Region pointing data:
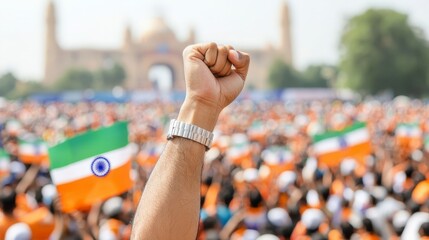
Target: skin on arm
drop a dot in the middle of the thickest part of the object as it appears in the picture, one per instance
(170, 204)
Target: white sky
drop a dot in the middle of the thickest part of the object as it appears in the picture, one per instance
(317, 25)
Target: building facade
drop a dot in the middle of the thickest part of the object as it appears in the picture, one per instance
(158, 45)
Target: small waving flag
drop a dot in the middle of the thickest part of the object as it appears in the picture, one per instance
(4, 163)
(92, 166)
(409, 136)
(352, 142)
(33, 151)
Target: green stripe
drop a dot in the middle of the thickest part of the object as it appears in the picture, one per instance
(3, 154)
(333, 134)
(34, 142)
(91, 143)
(408, 125)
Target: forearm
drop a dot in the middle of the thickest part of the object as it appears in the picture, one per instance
(169, 207)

§ Exercise instructions
With the line containing "Target: white sky" as the first and the last line above as the final one, copy those lines exactly and no others.

§ Task response
Target: white sky
drop a dot in the middle of the thickest part of the object as it appears in the picture, one per instance
(317, 25)
Target: building facade
drop a dot in the middle of the thickest part of the object as it appears in the picture, one per instance
(158, 45)
Target: small waving flag
drop a dot in the middle of the thickest part of the object as it appears in the picture, one per instance
(4, 163)
(92, 166)
(409, 136)
(352, 142)
(33, 151)
Target: green stripe
drop a dot in the middle of the thickest part of the object as it appears in the picture, one per instance
(3, 154)
(333, 134)
(34, 142)
(91, 143)
(408, 125)
Target: forearm
drop a dot in the middle of the thickest part of the object as it appears in the picture, one per instance
(169, 207)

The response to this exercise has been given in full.